(Data supplied Opens)
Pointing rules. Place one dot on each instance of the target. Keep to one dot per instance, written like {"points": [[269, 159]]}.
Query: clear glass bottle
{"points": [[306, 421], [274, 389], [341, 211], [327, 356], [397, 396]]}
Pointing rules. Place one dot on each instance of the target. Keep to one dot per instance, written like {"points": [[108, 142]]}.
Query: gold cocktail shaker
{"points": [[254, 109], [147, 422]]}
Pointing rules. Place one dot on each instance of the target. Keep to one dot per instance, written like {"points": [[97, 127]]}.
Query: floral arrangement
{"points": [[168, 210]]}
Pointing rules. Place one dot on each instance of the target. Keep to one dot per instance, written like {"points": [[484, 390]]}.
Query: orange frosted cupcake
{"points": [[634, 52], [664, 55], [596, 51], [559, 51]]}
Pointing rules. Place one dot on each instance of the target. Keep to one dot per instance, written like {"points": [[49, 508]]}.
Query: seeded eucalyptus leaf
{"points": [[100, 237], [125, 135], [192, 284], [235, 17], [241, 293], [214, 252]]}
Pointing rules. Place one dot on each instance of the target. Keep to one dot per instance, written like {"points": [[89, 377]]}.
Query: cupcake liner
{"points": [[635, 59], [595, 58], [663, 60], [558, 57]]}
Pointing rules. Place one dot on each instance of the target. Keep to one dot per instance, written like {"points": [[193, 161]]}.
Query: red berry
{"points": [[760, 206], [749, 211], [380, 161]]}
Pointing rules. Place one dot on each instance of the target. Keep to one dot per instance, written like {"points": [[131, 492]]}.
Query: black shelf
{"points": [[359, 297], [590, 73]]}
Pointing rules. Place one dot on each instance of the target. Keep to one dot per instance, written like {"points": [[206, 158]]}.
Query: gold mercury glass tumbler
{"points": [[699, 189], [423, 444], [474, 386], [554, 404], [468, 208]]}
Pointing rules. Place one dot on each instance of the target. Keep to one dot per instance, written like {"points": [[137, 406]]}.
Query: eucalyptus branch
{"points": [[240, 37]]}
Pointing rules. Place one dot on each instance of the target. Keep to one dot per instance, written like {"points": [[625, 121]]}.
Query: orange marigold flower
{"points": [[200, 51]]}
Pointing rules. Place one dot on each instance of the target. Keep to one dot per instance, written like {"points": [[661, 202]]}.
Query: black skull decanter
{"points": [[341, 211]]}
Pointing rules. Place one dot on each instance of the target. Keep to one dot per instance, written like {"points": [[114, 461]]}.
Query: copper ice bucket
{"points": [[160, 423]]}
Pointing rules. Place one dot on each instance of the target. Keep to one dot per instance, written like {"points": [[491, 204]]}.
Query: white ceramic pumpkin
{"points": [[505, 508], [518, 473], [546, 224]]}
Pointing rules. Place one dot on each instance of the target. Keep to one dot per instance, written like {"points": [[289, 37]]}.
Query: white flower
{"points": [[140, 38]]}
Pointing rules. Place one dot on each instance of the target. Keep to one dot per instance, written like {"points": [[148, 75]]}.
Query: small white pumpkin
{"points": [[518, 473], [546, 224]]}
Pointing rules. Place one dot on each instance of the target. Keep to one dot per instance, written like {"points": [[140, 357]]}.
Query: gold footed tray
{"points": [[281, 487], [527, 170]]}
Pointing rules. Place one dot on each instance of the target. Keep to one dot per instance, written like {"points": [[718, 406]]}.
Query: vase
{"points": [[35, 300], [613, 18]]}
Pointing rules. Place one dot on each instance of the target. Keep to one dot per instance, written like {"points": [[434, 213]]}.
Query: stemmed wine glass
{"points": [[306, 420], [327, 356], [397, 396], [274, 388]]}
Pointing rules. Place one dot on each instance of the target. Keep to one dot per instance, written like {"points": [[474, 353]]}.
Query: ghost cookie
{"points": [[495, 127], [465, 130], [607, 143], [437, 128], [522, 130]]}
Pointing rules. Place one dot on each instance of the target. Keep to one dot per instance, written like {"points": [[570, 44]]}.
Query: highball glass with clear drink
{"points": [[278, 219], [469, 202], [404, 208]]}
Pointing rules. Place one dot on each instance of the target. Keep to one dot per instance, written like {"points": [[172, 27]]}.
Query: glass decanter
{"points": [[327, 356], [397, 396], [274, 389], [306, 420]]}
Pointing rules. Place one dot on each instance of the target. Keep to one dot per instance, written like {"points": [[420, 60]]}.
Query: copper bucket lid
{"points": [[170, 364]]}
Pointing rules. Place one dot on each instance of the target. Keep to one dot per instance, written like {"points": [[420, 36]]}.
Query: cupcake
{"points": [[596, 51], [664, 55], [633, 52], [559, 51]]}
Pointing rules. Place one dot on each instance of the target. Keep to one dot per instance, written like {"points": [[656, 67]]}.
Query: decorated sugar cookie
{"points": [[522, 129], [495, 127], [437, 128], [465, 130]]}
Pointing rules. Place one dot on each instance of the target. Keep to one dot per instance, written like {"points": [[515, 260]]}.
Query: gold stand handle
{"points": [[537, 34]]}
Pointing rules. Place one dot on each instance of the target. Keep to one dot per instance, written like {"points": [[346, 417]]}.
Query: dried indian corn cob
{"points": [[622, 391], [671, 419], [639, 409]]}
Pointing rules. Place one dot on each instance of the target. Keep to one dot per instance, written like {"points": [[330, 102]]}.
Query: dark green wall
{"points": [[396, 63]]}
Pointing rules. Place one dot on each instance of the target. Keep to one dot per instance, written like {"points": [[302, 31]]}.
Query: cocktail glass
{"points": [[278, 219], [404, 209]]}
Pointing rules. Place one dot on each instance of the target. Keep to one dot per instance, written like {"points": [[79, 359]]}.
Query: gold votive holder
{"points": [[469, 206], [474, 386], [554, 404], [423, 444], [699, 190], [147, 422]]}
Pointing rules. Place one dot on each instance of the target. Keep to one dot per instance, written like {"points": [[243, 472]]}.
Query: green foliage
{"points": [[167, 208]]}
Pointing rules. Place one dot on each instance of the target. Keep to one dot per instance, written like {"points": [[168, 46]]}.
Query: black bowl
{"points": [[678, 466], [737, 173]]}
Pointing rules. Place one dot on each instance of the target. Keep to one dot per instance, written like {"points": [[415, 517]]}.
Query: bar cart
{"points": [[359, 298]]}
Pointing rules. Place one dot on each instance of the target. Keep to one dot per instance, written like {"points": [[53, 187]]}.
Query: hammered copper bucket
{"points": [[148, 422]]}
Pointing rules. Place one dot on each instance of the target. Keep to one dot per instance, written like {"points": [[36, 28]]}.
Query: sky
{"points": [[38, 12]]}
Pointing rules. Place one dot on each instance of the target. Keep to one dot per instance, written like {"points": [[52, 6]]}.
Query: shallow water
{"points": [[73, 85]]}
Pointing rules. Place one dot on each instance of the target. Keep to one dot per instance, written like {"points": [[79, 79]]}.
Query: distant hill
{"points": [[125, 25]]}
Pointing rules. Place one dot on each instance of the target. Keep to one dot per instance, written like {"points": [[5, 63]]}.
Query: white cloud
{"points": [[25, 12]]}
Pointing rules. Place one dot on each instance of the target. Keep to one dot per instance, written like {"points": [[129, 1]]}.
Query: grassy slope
(Data supplied Closes)
## Work instruction
Your reply should contain each entry, copied without alteration.

## Solution for this task
Pointing rules. Place one dot on each instance of the target. Keep to one dot per instance, written like {"points": [[269, 159]]}.
Query: clear glass bottle
{"points": [[306, 421], [274, 389], [341, 211], [327, 356], [397, 396]]}
Pointing rules. Place one dot on each instance of the target. Keep to one dot per instance, written like {"points": [[108, 142]]}.
Query: gold cocktail shaker
{"points": [[254, 109], [147, 422]]}
Pointing rules. Place one dot on each instance of the target. Keep to one dot per instance, written like {"points": [[97, 127]]}.
Query: floral arrangement
{"points": [[168, 210]]}
Pointing rules. Place one dot on each instance of the target. Keep to one dot per instance, written like {"points": [[484, 390]]}.
Query: orange frosted cupcake
{"points": [[634, 52], [664, 55], [596, 51], [559, 51]]}
Pointing rules. Place one dot on each instance of the target. Keep to one dot per instance, written like {"points": [[49, 508]]}.
Query: seeded eucalyptus leaf
{"points": [[100, 237], [125, 135], [192, 284], [235, 17], [241, 293], [214, 252]]}
Pointing rules. Place one dot on each instance of the target. Keep to one dot per instance, written like {"points": [[89, 377]]}.
Query: cupcake liner
{"points": [[635, 59], [595, 58], [663, 60], [558, 57]]}
Pointing rules. Place one dot on each instance of the target. Keep to one dot per instance, written like {"points": [[193, 161]]}.
Query: red berry
{"points": [[760, 206], [749, 211], [380, 161]]}
Pointing rules. Place one dot on each instance of the target. Keep to one dot per instance, written like {"points": [[131, 492]]}.
Query: black shelf
{"points": [[359, 297], [590, 73]]}
Pointing rules. Place one dot on each instance of the target. Keep to one dot per instance, written like {"points": [[206, 158]]}.
Query: gold mercury glass tumbler
{"points": [[699, 189], [423, 444], [474, 386], [554, 404], [468, 208]]}
Pointing rules. Place one dot on each instance of the target. Keep to one dot per instance, written like {"points": [[137, 406]]}.
Query: eucalyptus branch
{"points": [[240, 37]]}
Pointing rules. Place one dot on each instance of the target. Keep to one dot per instance, written like {"points": [[625, 121]]}.
Query: orange marigold flower
{"points": [[200, 51]]}
Pointing rules. Place one dot on each instance of the target. Keep to one dot per instance, written like {"points": [[661, 202]]}.
Query: black skull decanter
{"points": [[341, 211]]}
Pointing rules. Place one dot on each instance of the target. Keep to one dot per instance, written like {"points": [[114, 461]]}.
Query: copper ice bucket
{"points": [[160, 423]]}
Pointing rules. Place one dot on each instance of the target. Keep to one dot per instance, written like {"points": [[491, 204]]}.
Query: white ceramic pumpkin
{"points": [[505, 508], [518, 473], [546, 224]]}
Pointing rules. Place one dot on each instance of the target. Keep to one dot per instance, written like {"points": [[289, 37]]}.
Query: white flower
{"points": [[140, 38]]}
Pointing rules. Place one dot on each instance of the target. Keep to one dot per instance, written like {"points": [[148, 75]]}.
Query: small white pumpkin
{"points": [[518, 473], [546, 224]]}
Pointing rules. Place one dot on each instance of the target. Keep to one dot per instance, written like {"points": [[140, 357]]}.
Query: gold footed tray
{"points": [[281, 487], [527, 170]]}
Pointing rules. Place one dot on each instance of the target. Keep to one dot per instance, written like {"points": [[718, 406]]}.
Query: vase
{"points": [[35, 300], [613, 18]]}
Pointing rules. Place one dot on each instance of the target. Keep to one dot per instance, written like {"points": [[434, 213]]}.
Query: stemmed wine glass
{"points": [[306, 420], [327, 356], [397, 396], [274, 388]]}
Pointing rules. Place one dot on each instance of the target. Keep to one dot per instance, written like {"points": [[474, 353]]}.
Query: ghost cookie
{"points": [[495, 127], [465, 130], [607, 143], [437, 128], [522, 130]]}
Pointing rules. Place one dot on each instance of the target. Keep to one dot per instance, written like {"points": [[570, 44]]}.
Query: highball glass with clear drink
{"points": [[278, 219], [469, 202], [404, 208]]}
Pointing rules. Place one dot on each instance of the target. Keep to one dot per instance, written like {"points": [[172, 27]]}.
Query: glass decanter
{"points": [[327, 356], [397, 396], [274, 389], [306, 420]]}
Pointing rules. Place one dot on each instance of the target. Keep to one dot per instance, written like {"points": [[420, 60]]}.
Query: copper bucket lid
{"points": [[170, 364]]}
Pointing rules. Place one dot on each instance of the target. Keep to one dot per instance, written like {"points": [[420, 36]]}.
Query: cupcake
{"points": [[596, 51], [664, 55], [633, 52], [559, 51]]}
Pointing rules. Place one dot on each instance of the target. Keep to one dot per instance, written like {"points": [[656, 67]]}.
Query: decorated sugar cookie
{"points": [[522, 129], [495, 127], [437, 128], [465, 130]]}
Pointing rules. Place one dot on each instance of the target. Keep to one dot per instance, written like {"points": [[515, 260]]}.
Query: gold stand handle
{"points": [[537, 34]]}
Pointing rules. Place one dot on each instance of the target. Keep to one dot per instance, written like {"points": [[346, 417]]}.
Query: dried indian corn cob
{"points": [[622, 391], [671, 419], [639, 409]]}
Pointing rules. Place one dot on each instance of the target. Keep to one dot per instance, written like {"points": [[330, 102]]}.
Query: dark green wall
{"points": [[396, 63]]}
Pointing rules. Place one dot on each instance of the target. Keep to one dot per instance, written like {"points": [[302, 31]]}.
Query: cocktail glass
{"points": [[278, 219], [404, 209]]}
Pointing rules. Place one dot on each instance of the target. Keep to one dot per instance, written like {"points": [[79, 359]]}.
Query: gold votive holder
{"points": [[469, 206], [474, 386], [554, 404], [423, 444], [699, 190], [147, 422]]}
Pointing rules. Place one dot on each instance of the target. Keep to one dot per instance, written like {"points": [[243, 472]]}.
Query: green foliage
{"points": [[167, 208]]}
Pointing rules. Place one dot on each instance of the target. Keep to one dot per instance, written like {"points": [[168, 46]]}.
Query: black bowl
{"points": [[678, 466], [737, 173]]}
Pointing rules. Place one dot on each instance of the target. Keep to one dot per instance, written like {"points": [[415, 517]]}.
Query: bar cart
{"points": [[359, 298]]}
Pointing rules. Place one dot on each instance of the target. Keep to one dot per instance, written like {"points": [[53, 187]]}.
Query: hammered copper bucket
{"points": [[148, 422]]}
Pointing rules. Place one dot on each instance of the target. Keep to one dot per instance, written like {"points": [[36, 28]]}.
Query: sky
{"points": [[38, 12]]}
Pointing rules. Place one dot on each instance of the target. Keep to one dot per instance, written like {"points": [[52, 6]]}.
Query: shallow water
{"points": [[73, 85]]}
Pointing rules. Place one dot on each instance of the target. Keep to one dot per instance, written like {"points": [[79, 79]]}.
Query: distant hill
{"points": [[125, 25]]}
Pointing rules. Place one dot on each instance of the target. Keep to one dot per instance, written like {"points": [[5, 63]]}.
Query: white cloud
{"points": [[25, 12]]}
Pointing rules. Place one dot on each instance of the target. Keep to one dot per instance, written like {"points": [[129, 1]]}.
Query: grassy slope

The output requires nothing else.